— What is being asked —
Copy each record exactly and skip its pictures.
┌─ Exercise material
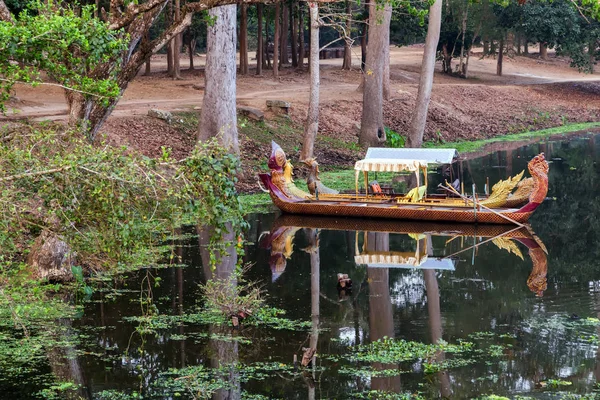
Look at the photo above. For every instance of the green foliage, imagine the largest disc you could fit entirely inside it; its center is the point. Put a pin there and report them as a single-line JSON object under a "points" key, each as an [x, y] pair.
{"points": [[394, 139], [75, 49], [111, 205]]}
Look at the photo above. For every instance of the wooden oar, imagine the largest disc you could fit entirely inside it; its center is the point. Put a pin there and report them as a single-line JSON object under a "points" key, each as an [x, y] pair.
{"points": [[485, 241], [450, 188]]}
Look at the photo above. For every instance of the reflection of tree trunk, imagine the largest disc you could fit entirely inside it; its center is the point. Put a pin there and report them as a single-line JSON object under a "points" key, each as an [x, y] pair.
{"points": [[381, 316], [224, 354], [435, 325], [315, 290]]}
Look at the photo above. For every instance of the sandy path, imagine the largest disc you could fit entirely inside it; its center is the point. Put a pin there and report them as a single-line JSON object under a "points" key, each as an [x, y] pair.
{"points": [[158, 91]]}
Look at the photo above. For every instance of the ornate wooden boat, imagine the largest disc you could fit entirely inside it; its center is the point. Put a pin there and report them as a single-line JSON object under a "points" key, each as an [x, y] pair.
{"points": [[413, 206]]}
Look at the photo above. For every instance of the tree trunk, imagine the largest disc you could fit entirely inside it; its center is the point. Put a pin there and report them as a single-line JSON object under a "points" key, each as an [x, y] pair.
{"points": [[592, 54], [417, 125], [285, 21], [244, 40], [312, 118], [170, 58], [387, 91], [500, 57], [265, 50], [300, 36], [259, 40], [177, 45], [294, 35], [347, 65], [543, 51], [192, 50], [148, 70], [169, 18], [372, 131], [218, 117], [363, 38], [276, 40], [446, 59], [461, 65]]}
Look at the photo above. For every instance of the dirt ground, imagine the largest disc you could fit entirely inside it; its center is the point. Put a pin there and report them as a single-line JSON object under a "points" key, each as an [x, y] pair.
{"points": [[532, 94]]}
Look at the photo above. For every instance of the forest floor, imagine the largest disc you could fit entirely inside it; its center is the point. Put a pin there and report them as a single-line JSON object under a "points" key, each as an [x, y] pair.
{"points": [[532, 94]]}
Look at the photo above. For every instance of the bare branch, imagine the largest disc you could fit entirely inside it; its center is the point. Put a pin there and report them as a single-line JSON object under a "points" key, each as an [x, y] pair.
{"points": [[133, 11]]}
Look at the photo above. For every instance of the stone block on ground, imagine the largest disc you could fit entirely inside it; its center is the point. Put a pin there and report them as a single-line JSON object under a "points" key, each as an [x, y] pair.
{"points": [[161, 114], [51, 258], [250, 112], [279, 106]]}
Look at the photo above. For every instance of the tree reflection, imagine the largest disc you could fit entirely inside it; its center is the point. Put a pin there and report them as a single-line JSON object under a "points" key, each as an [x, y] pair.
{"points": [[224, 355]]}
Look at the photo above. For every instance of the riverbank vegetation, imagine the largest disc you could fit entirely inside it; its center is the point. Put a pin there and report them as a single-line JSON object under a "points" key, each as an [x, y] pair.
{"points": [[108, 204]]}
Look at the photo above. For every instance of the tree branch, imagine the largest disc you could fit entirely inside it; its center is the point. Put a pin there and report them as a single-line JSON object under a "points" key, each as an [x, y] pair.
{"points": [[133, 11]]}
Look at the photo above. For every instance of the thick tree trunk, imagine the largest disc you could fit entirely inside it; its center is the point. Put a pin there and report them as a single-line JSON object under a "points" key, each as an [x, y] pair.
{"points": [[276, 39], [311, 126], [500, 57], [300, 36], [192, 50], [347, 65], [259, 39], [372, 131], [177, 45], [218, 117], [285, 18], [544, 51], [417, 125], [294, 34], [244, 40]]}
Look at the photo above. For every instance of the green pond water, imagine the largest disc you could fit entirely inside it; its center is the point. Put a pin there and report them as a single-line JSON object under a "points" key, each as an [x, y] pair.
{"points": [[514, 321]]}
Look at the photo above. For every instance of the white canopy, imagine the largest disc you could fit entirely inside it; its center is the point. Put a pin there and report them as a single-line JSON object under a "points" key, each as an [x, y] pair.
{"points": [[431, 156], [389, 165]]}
└─
— Completed exercise —
Look at the photo above. For every instance of the green foliage, imagine the largest disc you could fit entirely inside it; its center is the point. Put a pin there and report them as a single-line JSON object under a "points" key, each as an [x, y] pair.
{"points": [[394, 139], [75, 49], [111, 205]]}
Look at the photo above. For every instance of the wooden oar, imagine the largest disc you could fit entirely inside it; its center is the point. Put a pin there and report them as a single-line JSON object under a "points" key, each as an [x, y] pair.
{"points": [[485, 241], [450, 188]]}
Look at the photo above. For every instance of the reflection of tree trunk, imagine the largest disc you could fit entirely inside it; its center is the point. Put a pin there and report them as a single-line JSON object under a "points" key, each as an [x, y] pair.
{"points": [[381, 316], [224, 354], [435, 325], [315, 290]]}
Look at the photo above. For every instance of the sandy path, imagine the largest disc you could fit entirely inside it; its center is the point. Put a pin there and report them as a single-line JSON object under a "points" key, each as an [x, y] pair.
{"points": [[158, 91]]}
Look at the photo above. For every instance of the ornate wooden boat, imagine the largest disc you could fit entirely inside it; its center is the point. Put a pin there and report them as a single-line JSON object under a "points" key, each as an [x, y] pair.
{"points": [[413, 206]]}
Look at the photo above. For every instance of the tree trunk, imagine the largest disc you could fit entirely inside it; its center is the point. Put a pin there and report them as a single-line JSON object under a "points" key, each as an [x, y] pair.
{"points": [[592, 54], [417, 125], [285, 21], [244, 40], [312, 118], [170, 58], [387, 91], [500, 57], [265, 50], [300, 36], [259, 40], [177, 45], [294, 35], [347, 65], [543, 51], [192, 50], [148, 70], [169, 18], [372, 131], [218, 117], [363, 38], [276, 40], [446, 59], [461, 65]]}
Look at the photo above. For every instance of the dirt ground, imagine the largest disc you could fit entirely inside it; its center is the point. Put a pin there and report them as a single-line JSON object under a "points" key, each as an [x, y] pair.
{"points": [[532, 94]]}
Look at the photo above. For every instance of the forest floor, imagine the largest disc you could fit entirely inside it; its center is the point. Put a pin there and report them as a single-line JSON object under a "points" key, each as an [x, y] pair.
{"points": [[532, 94]]}
Look at the photo above. For every instance of the bare branch, imagine the largest disc you could fit entirely inside it; its center is the point. Put a pin there and report them as a single-line JSON object under a "points" key, each as an [x, y] pair.
{"points": [[133, 11]]}
Look at the photo above. For every instance of the stone block on ground, imagine the largest disc you could fit entirely inside it; its center is the point. Put a pin there and report them as a single-line JSON object under a "points" key, each as an [x, y] pair.
{"points": [[161, 114], [51, 258], [250, 112], [279, 106]]}
Look at the photo above. For every instance of the tree reflection, imagine the largest disc you could fit entirely inside it; its center is the point. Put a pin there and report them as a single-line JSON object under a "points" key, each as an [x, y] pair.
{"points": [[224, 355]]}
Look at the photo above. For every instance of the riverbank vegetation, imagine the largest disc you could fit entirely inside it; its center is the point. Put a pin there and report them as a single-line JSON object under a "points" key, each as an [x, y] pair.
{"points": [[108, 204]]}
Look at the photo above. For every instance of the tree branch, imagine the largest disc you could fit entirely inside it; its center is the point. Put a pin there and report them as a single-line JSON object under a "points" key, each as an [x, y] pair.
{"points": [[133, 11]]}
Look at the photo above. For every instance of the thick tree trunk, imagine the largest disc you could fit entirely inside it; its center is the point. Put a pin there and report them as a single-line JSON object under a "points" key, each as an [x, y] pair.
{"points": [[276, 39], [311, 126], [500, 57], [300, 36], [192, 50], [347, 65], [259, 39], [372, 131], [177, 45], [218, 117], [285, 18], [544, 51], [417, 125], [294, 34], [244, 40]]}
Look at the photo above. For every instance of the green pond water, imagine the largest disc you could fit entirely inside it; its center is the point. Put a pin there and report them as a single-line JSON object under a "points" key, each as an [x, y] pair.
{"points": [[514, 321]]}
Look at the photo above. For every instance of the white canopy, imagine the largest disc you could fit entirely inside it; its center is the point. Put a pin there and report them as a single-line JSON object under a "points" key, each as an [x, y] pair.
{"points": [[431, 156], [389, 165]]}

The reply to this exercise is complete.